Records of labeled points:

((

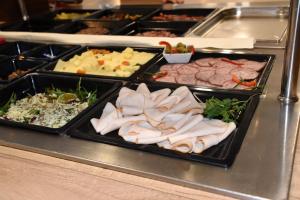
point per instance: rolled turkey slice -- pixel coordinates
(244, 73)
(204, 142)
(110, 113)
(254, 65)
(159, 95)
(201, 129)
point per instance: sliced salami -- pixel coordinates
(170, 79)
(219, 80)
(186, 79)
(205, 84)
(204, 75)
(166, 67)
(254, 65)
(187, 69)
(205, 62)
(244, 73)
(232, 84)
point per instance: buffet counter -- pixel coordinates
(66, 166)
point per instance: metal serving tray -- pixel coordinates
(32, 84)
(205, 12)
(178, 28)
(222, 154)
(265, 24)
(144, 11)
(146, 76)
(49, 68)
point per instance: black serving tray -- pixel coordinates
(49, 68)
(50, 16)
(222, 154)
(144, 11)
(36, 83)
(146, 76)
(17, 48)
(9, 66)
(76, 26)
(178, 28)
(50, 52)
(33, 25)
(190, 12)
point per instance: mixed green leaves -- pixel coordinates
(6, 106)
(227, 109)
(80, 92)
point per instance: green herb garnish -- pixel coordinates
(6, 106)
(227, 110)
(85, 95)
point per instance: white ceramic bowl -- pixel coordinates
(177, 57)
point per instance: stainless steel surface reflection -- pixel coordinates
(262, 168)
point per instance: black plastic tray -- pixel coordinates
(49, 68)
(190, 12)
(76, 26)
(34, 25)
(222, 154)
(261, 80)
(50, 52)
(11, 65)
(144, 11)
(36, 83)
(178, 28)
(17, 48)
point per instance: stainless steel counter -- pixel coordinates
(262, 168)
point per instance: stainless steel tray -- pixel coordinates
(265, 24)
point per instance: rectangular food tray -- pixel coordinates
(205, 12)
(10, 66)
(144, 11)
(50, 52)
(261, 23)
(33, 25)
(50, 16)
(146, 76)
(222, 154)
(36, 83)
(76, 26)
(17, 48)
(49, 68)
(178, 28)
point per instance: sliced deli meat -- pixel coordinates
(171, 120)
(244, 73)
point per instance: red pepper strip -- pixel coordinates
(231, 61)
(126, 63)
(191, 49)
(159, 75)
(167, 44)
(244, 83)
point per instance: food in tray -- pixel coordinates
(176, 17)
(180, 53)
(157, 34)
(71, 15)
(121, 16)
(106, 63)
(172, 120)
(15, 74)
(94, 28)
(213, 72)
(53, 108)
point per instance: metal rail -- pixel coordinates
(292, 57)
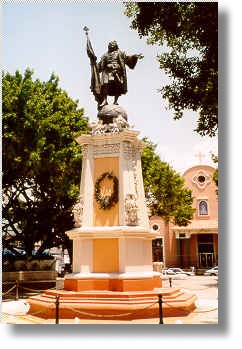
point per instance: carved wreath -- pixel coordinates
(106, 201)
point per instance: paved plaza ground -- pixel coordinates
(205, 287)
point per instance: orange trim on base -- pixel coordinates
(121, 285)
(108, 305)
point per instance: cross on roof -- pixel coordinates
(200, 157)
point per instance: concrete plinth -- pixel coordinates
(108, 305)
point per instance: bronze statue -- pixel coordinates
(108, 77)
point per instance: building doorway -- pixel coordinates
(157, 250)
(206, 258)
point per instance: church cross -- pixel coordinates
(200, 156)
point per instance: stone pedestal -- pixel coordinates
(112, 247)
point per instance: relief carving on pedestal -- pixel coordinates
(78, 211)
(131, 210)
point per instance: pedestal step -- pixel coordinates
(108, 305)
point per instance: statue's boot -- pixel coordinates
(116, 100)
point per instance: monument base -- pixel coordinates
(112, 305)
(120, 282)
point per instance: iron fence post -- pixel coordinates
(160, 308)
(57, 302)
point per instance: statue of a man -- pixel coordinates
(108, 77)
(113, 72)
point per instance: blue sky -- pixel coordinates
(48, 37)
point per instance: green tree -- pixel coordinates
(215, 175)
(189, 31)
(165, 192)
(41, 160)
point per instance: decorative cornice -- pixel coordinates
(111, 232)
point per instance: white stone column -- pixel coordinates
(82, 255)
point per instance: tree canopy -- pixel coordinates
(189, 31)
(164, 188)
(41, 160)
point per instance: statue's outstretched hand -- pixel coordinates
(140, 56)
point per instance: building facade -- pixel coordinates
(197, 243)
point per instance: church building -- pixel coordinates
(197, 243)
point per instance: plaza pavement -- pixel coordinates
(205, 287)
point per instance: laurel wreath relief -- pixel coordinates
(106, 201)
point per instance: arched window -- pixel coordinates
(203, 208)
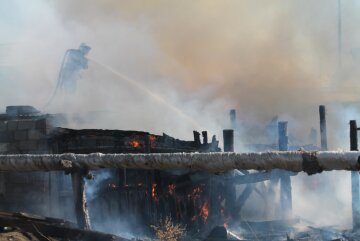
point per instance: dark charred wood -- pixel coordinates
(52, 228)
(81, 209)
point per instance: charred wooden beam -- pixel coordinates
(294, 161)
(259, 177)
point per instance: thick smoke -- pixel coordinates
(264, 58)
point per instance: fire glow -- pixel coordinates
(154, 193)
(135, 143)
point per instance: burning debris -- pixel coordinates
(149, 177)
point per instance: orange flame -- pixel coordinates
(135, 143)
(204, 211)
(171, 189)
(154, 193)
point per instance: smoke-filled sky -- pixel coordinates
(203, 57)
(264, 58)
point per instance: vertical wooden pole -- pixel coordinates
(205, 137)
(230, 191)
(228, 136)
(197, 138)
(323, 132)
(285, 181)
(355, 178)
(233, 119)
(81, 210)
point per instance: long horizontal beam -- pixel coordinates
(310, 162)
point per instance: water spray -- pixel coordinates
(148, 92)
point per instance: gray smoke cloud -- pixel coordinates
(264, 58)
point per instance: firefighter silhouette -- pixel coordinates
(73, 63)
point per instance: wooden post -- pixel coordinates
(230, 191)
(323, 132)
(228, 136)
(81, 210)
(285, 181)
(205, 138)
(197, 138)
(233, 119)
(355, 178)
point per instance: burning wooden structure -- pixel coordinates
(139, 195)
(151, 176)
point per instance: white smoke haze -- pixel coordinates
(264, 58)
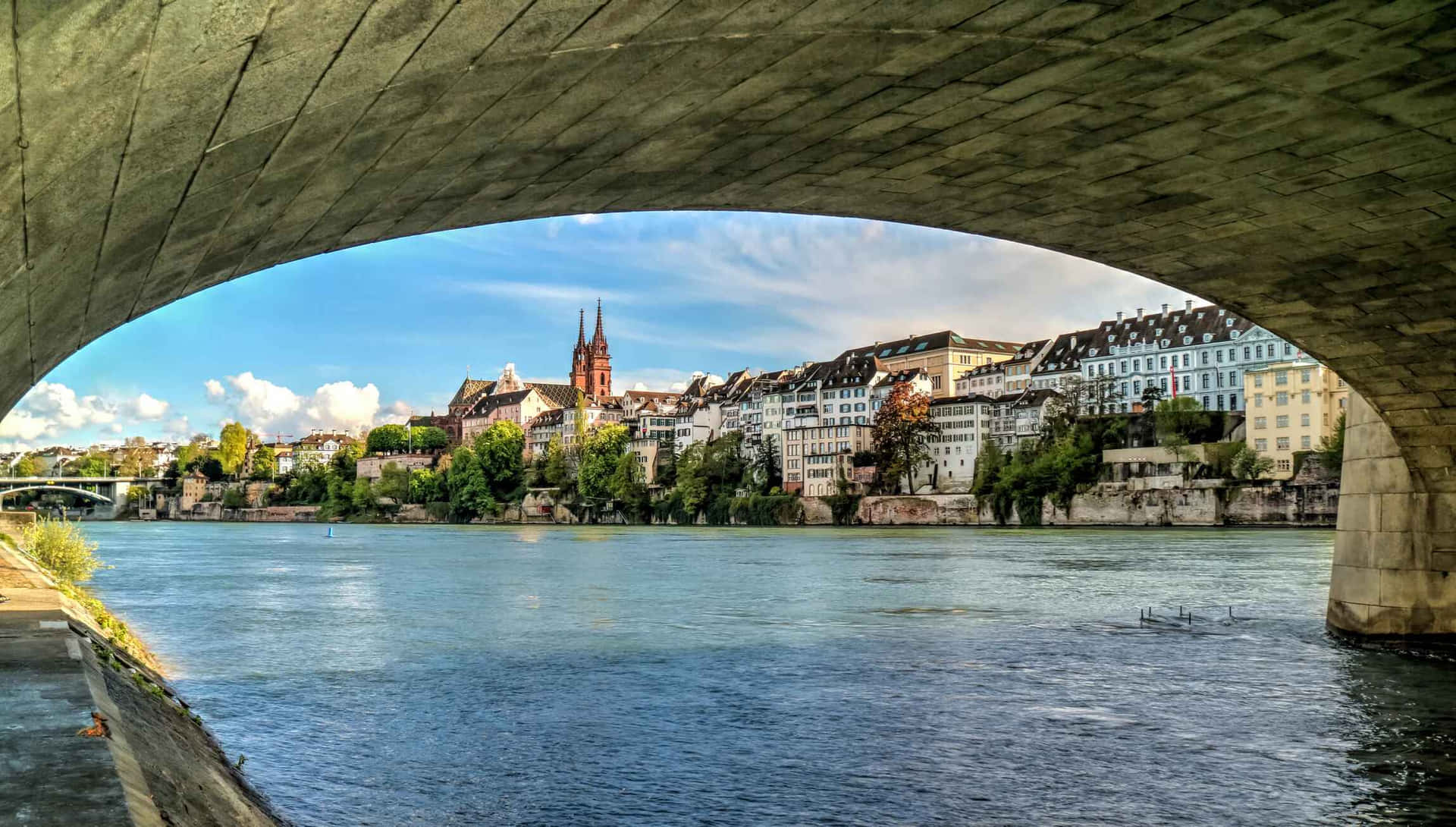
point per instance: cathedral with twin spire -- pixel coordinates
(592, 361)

))

**What you will do:** Write out every line of the listing above word for word, leaving out the pictures.

**Response to the exercise:**
point per instance: rolled turkey slice -- pixel coordinates
(244, 73)
(204, 142)
(110, 113)
(254, 65)
(159, 95)
(201, 129)
point per instance: sliced salami -- pixel coordinates
(170, 79)
(219, 80)
(186, 79)
(205, 84)
(204, 75)
(166, 67)
(254, 65)
(187, 69)
(205, 62)
(244, 73)
(232, 84)
point per instance: buffet counter -- pixel coordinates
(66, 166)
point per instance: metal serving tray -- pixel coordinates
(32, 84)
(205, 12)
(178, 28)
(222, 154)
(265, 24)
(144, 11)
(146, 76)
(49, 68)
point per instance: black serving tray -- pixel coordinates
(49, 68)
(50, 16)
(222, 154)
(144, 11)
(36, 83)
(146, 76)
(17, 48)
(9, 66)
(76, 26)
(178, 28)
(50, 52)
(33, 25)
(190, 12)
point per instance: mixed green leaves -- pixel coordinates
(6, 106)
(227, 109)
(80, 92)
point per instance: green herb garnish -- pixel coordinates
(6, 106)
(227, 110)
(85, 95)
point per instance: white ceramic bowl -- pixel coordinates
(177, 57)
point per instance: stainless steel surface reflection -- pixel coordinates
(262, 168)
point per instance: black plastic tray -- pixel coordinates
(49, 68)
(190, 12)
(76, 26)
(34, 25)
(222, 154)
(261, 80)
(50, 52)
(11, 65)
(144, 11)
(36, 83)
(178, 28)
(17, 48)
point per instance: stainless steel counter -- pixel coordinates
(262, 168)
point per instance: stainless steel tray -- pixel coordinates
(265, 24)
point per instance: rectangular food tray -- pixel coordinates
(205, 12)
(10, 66)
(144, 11)
(50, 52)
(261, 23)
(33, 25)
(50, 16)
(146, 76)
(222, 154)
(36, 83)
(76, 26)
(17, 48)
(49, 68)
(178, 28)
point per instance: sliced deli meat -- pixel coordinates
(171, 120)
(244, 73)
point per instance: red pepper strip -- pixel coordinates
(231, 61)
(126, 63)
(191, 49)
(159, 75)
(167, 44)
(244, 83)
point per instance: food in tray -- pixel coordinates
(176, 17)
(180, 53)
(157, 34)
(71, 15)
(121, 16)
(106, 63)
(172, 120)
(15, 74)
(94, 28)
(213, 72)
(53, 108)
point per instance: metal rail -- pixel coordinates
(292, 57)
point per instance: carved wreath -- pixel coordinates
(106, 201)
point per instance: paved plaza ground -- pixel coordinates
(205, 287)
point per instance: orange trim on base -- pixel coordinates
(121, 285)
(108, 305)
point per instance: cross on roof -- pixel coordinates
(200, 157)
point per instance: concrete plinth -- pixel coordinates
(108, 305)
point per instance: bronze statue -- pixel coordinates
(108, 77)
point per instance: building doorway -- pixel coordinates
(157, 250)
(206, 258)
point per instance: church cross -- pixel coordinates
(200, 156)
point per instance: stone pedestal -- pixel coordinates
(112, 247)
point per instance: relief carving on pedestal -- pixel coordinates
(78, 211)
(131, 210)
point per instance: pedestal step -- pixel coordinates
(108, 305)
point per instance: statue's boot -- pixel coordinates
(116, 100)
point per instance: monument base -- pixel coordinates
(112, 305)
(120, 282)
point per instance: iron fence post -- pixel coordinates
(160, 308)
(57, 302)
point per instance: statue of a man -- pixel coordinates
(108, 77)
(113, 72)
point per instance: blue sky -- pixel coordinates
(48, 37)
point per instance: green tree -- pixel coordinates
(215, 175)
(189, 31)
(165, 192)
(41, 160)
point per instance: decorative cornice -- pixel coordinates
(111, 232)
point per instance: white stone column -- pixel coordinates
(82, 255)
point per instance: tree canopy -- pixel coordinates
(189, 31)
(164, 188)
(41, 160)
point per instance: statue's outstretched hand -- pixel coordinates
(140, 56)
point per instance: building facade -- pixel coordinates
(197, 243)
point per instance: church building -- pixel coordinates
(197, 243)
point per instance: plaza pavement -- pixel coordinates
(205, 287)
point per instance: laurel wreath relief -- pixel coordinates
(106, 201)
point per instance: arched window -- pixel coordinates
(203, 208)
point per instance: dark charred wood -- pixel coordinates
(52, 228)
(81, 209)
point per instance: charred wooden beam -- pixel coordinates
(294, 161)
(259, 177)
point per instance: thick smoke -- pixel coordinates
(264, 58)
point per instance: fire glow -- pixel coordinates
(154, 193)
(135, 143)
point per instance: burning debris -- pixel coordinates
(149, 177)
point per instance: orange flame -- pixel coordinates
(135, 143)
(204, 211)
(171, 189)
(154, 193)
point per instance: smoke-filled sky -- pixel coordinates
(203, 57)
(264, 58)
point per instance: vertical wooden pole -- pixel coordinates
(205, 137)
(230, 191)
(228, 136)
(197, 138)
(323, 132)
(285, 181)
(355, 178)
(233, 119)
(81, 210)
point per instance: long horizontal beam -- pixel coordinates
(310, 162)
point per instance: water spray -- pixel coordinates
(148, 92)
point per instance: gray smoke cloud -- pixel coordinates
(264, 58)
point per instance: firefighter silhouette -- pixel coordinates
(73, 63)
point per instance: wooden post -- pixel coordinates
(230, 191)
(323, 132)
(228, 136)
(81, 210)
(285, 181)
(205, 138)
(197, 138)
(233, 119)
(355, 178)
point per instance: burning wooden structure -- pixel coordinates
(139, 195)
(151, 176)
point per instance: white smoke haze -- pixel coordinates
(264, 58)
point per instance: cathedral with twin spire -- pixel coordinates
(592, 361)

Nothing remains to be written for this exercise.